Document passage
= = = = = = =
One of the things that I love most about Boston is the access I have to live comedy, and I’m excited to be seeing comedian Colin Kane at the end of this month. And yet I’ll be watching his set with a hint of fear, hoping against hope that nobody heckles him. In addition to just being hilarious, Kane has become famous for a scathing takedown of a heckler at a 2012 show. Be warned, less than appropriate. You’ve been warned, so please don’t freak out.
While few of us stand in front of a crowd and tell jokes for a living, many of us have encountered some form of heckling in our day to day. The patient that comes in having diagnosed him or herself on webMD before arriving in your office. The customer that has done all the research online before coming in to buy a TV. The student who insists he doesn’t need to go to class or training because he or she knows it already. The result of these types of situations can be “heckling” of a type. These unsolicited contributions can be handled in any number of ways; how you choose to handle it could determine the trajectory of your day, career, and especially your sanity.
= = = = = = =
Tasks for this exercise
1. Answer these questions from the heckling passage:
(a) Which comedian is the writer going to see at the end of the month?
(b) In what year was the show at which that comedian took down a heckler?
(c) What website has the patient used for a self-diagnosis before arriving at the office?
2. Carry on the heckling passage, beginning right after its final sentence.
The lines after this point are separate material with no connection to the heckling passage.

Given information
= = = = = = =
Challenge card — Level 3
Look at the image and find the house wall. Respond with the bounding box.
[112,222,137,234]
= = = = = = =
Numbered answers
1.
(a) Colin Kane
(b) 2012
(c) webMD

2.
So let’s say you come to a meeting with an idea, and you have a co-worker that instantly comes back with a snide comment or question. Let’s say you get heckled at work. What are your options?
Ignore. This approach is the first instinct of the nonconfrontational. As the originator of the idea, you have every right in the world to ignore the “contribution” or “suggestion” provided. It can be helpful because it minimizes distractions and can protect the integrity of an idea you’re really excited about.
However, ignoring the challenge, objection, or addition doesn’t keep it from existing. It’s hard to do. And eventually…what happens? You could snap.
It should be noted that this sort of “snap” doesn’t have to be a momentary issue; Steve Martin’s snap was a resignation from standup comedy. Similar concerns have been forecast for Dave Chappelle, who has famously left the stage at shows where heckling got out of control. Alternatively, if you don’t snap, the voice that cited the objection or concern could start to sound a lot less like that person…and a lot more like you. Seeds of doubt you previously overcame could start to take root and germinate. What could have been a strong idea has the potential to be weakened by our interpretation of the comment in question.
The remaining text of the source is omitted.